_Brief_
Repeat every one of the records below word for word, keeping each line in its original order.
....................
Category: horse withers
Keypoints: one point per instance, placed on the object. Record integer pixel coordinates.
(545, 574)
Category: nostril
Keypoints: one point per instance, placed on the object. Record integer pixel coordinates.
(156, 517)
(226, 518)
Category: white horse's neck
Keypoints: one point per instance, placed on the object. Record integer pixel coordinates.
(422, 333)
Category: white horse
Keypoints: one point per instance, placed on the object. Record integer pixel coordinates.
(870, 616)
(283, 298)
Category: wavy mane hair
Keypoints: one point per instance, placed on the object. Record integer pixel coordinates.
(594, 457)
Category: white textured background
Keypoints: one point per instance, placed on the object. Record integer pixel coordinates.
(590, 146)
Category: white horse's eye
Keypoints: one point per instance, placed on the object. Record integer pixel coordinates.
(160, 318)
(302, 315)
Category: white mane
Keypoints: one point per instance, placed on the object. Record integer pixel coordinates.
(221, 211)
....................
_Task result_
Category: horse withers
Keypoints: one point per instance, placed on the object. Record integer pixel coordinates.
(545, 574)
Category: nostril
Keypoints: one point per instance, placed on the object. Record integer pixel coordinates.
(156, 517)
(226, 518)
Category: white horse's neck
Keypoints: one point per instance, placed on the object. Record integer pixel coordinates.
(422, 333)
Category: white horse
Keypoints: one point per instance, placed on the object. Record integer pixel coordinates.
(870, 616)
(283, 298)
Category: wavy mane hair
Keypoints: one point per instance, placed on the object. Record integer pixel coordinates.
(594, 457)
Category: white textured background
Keypoints: one point per instance, placed on the object. Record integer pixel coordinates.
(590, 146)
Category: white horse's eye
Keypoints: one point per instance, placed on the object. Record integer pixel coordinates.
(160, 318)
(302, 315)
Category: white mane
Keypoints: one point per instance, placed on the object. Record integer pixel coordinates.
(221, 211)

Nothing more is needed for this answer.